# Task directions
Below are some records. Return exactly the lines from the one containing "Pick out the pen" through the one containing "Pick out the open", both included, and only those.

# Data excerpts

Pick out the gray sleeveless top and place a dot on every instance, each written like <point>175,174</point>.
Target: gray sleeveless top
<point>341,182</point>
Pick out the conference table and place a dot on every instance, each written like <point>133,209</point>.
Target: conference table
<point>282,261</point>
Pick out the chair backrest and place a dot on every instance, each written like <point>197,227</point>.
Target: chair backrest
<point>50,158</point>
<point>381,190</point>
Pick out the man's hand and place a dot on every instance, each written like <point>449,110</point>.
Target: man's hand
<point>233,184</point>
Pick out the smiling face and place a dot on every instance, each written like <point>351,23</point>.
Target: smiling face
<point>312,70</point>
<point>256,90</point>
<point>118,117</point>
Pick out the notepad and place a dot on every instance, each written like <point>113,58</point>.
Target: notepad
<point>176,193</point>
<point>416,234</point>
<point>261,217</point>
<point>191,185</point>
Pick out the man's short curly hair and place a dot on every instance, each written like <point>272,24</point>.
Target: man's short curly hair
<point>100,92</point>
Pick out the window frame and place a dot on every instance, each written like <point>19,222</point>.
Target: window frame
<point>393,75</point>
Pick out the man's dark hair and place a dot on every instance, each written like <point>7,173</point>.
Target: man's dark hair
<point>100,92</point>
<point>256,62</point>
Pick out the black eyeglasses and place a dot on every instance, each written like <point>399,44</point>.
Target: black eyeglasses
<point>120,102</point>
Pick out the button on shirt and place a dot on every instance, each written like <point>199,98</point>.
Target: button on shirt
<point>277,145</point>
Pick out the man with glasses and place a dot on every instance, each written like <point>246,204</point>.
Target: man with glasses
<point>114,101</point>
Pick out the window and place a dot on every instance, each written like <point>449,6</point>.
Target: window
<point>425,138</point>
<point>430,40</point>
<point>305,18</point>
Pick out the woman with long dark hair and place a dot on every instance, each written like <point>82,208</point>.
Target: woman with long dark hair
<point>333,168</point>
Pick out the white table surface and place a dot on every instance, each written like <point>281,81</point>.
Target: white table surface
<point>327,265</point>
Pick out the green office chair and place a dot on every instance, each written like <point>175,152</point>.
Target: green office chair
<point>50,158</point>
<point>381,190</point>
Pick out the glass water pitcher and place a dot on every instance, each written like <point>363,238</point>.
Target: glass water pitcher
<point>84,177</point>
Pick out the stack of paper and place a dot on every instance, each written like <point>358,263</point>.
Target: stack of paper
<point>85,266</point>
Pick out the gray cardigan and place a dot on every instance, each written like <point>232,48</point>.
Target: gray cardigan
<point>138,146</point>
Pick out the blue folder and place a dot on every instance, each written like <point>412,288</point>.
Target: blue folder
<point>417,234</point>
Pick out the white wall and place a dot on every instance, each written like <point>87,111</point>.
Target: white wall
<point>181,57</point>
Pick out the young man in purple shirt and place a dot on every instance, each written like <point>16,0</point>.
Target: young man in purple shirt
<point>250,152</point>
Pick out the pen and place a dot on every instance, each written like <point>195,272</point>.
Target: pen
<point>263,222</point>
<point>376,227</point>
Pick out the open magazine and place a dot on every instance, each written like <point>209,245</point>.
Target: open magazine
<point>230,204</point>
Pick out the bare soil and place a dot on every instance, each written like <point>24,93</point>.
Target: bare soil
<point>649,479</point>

* * *

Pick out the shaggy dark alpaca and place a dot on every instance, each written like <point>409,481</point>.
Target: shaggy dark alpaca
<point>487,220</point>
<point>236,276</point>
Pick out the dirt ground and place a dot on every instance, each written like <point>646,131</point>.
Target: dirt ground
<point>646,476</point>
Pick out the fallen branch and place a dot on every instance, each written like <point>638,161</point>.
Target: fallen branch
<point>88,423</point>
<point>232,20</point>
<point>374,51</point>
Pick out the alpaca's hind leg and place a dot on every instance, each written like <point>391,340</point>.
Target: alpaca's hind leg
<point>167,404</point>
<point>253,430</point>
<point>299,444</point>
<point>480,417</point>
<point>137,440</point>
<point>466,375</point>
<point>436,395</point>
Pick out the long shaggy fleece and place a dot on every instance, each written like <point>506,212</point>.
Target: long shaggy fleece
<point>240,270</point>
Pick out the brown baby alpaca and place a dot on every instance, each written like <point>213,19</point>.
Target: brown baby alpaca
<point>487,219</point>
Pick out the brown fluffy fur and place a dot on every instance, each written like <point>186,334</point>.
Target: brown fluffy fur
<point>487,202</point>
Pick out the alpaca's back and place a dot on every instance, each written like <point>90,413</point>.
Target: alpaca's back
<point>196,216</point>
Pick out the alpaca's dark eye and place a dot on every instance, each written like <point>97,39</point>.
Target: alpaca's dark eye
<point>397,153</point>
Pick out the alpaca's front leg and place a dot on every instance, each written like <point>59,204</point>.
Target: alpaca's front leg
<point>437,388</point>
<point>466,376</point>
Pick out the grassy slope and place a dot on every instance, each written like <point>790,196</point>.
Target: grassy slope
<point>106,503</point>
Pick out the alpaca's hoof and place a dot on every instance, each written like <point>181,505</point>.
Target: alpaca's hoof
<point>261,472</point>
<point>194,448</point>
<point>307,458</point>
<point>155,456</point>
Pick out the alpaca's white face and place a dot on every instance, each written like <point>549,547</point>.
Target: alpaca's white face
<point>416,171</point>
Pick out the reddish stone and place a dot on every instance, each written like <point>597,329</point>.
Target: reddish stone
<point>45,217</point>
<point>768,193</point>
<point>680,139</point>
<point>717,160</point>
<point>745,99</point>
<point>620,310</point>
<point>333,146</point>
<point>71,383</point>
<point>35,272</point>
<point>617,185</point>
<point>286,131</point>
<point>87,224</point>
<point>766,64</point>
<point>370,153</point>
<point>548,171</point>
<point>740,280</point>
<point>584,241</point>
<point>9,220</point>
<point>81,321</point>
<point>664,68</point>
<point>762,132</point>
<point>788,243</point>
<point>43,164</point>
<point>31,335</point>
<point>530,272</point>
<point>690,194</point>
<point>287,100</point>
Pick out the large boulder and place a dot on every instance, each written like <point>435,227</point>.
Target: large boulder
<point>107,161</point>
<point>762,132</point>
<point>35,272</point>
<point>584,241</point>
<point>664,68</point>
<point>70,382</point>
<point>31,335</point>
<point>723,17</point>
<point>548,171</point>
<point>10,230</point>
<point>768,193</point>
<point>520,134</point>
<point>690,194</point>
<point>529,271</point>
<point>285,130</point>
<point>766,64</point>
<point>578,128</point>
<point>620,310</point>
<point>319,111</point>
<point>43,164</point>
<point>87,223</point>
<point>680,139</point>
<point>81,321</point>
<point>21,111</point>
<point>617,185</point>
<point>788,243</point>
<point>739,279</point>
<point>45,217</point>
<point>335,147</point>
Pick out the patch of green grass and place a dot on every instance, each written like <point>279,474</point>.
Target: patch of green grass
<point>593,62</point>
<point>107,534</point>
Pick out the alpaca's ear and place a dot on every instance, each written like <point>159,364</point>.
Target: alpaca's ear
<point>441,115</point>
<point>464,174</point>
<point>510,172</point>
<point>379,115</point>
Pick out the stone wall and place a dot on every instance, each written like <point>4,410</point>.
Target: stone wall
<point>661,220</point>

==

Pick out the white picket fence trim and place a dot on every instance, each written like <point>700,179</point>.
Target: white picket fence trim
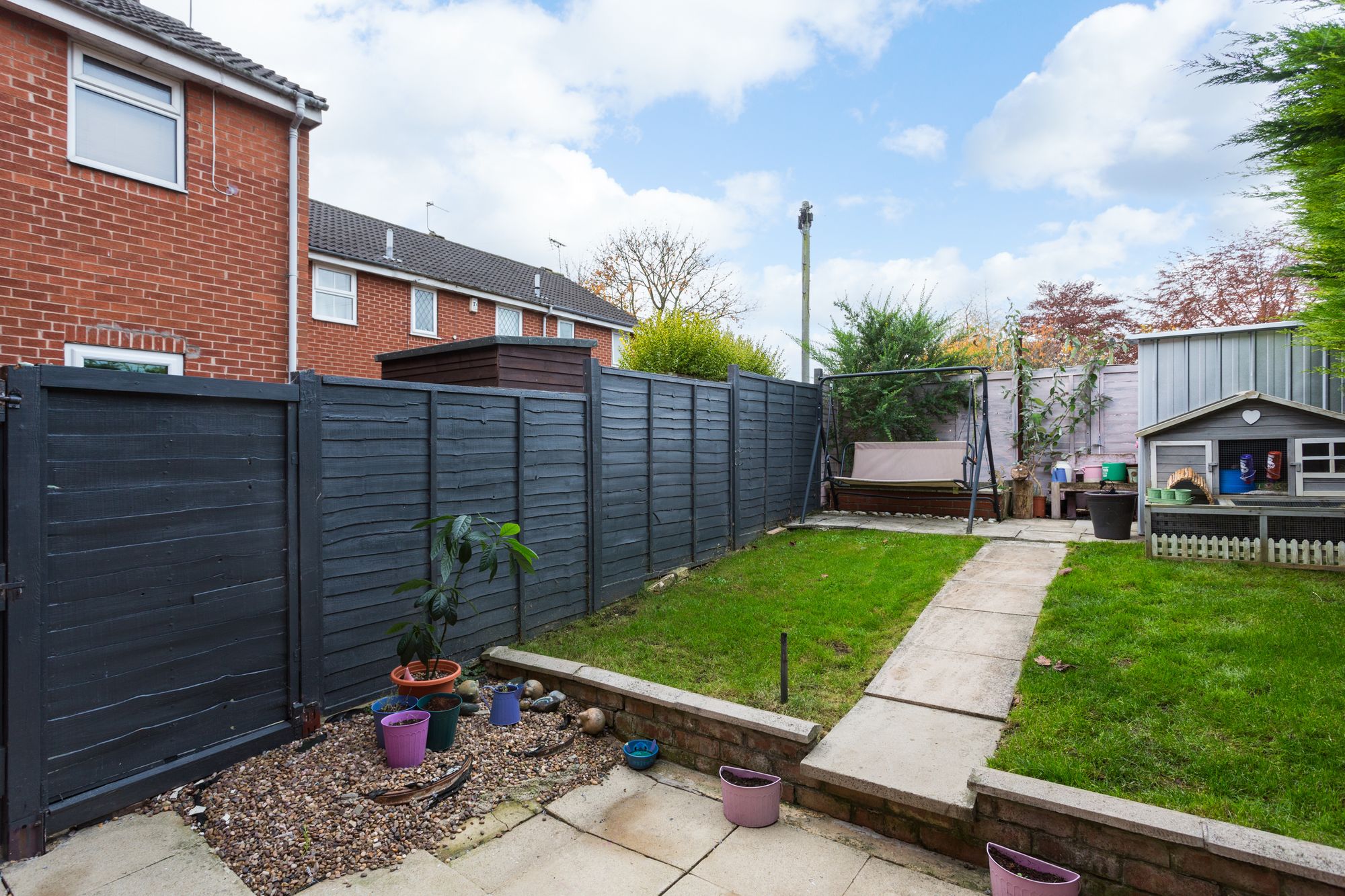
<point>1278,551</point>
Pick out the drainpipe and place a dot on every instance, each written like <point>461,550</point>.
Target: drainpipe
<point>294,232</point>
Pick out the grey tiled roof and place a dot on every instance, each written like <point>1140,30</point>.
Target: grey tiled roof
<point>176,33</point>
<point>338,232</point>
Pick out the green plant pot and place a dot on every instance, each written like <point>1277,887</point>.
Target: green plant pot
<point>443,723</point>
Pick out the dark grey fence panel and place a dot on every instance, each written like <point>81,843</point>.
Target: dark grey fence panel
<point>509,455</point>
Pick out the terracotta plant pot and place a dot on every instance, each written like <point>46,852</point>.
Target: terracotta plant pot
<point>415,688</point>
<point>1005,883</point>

# Worked solution
Pick out the pen and place a dot on every instance, each written like <point>195,272</point>.
Target: pen
<point>263,222</point>
<point>376,227</point>
Pick out the open magazine and place a dot on every instance, each written like <point>209,245</point>.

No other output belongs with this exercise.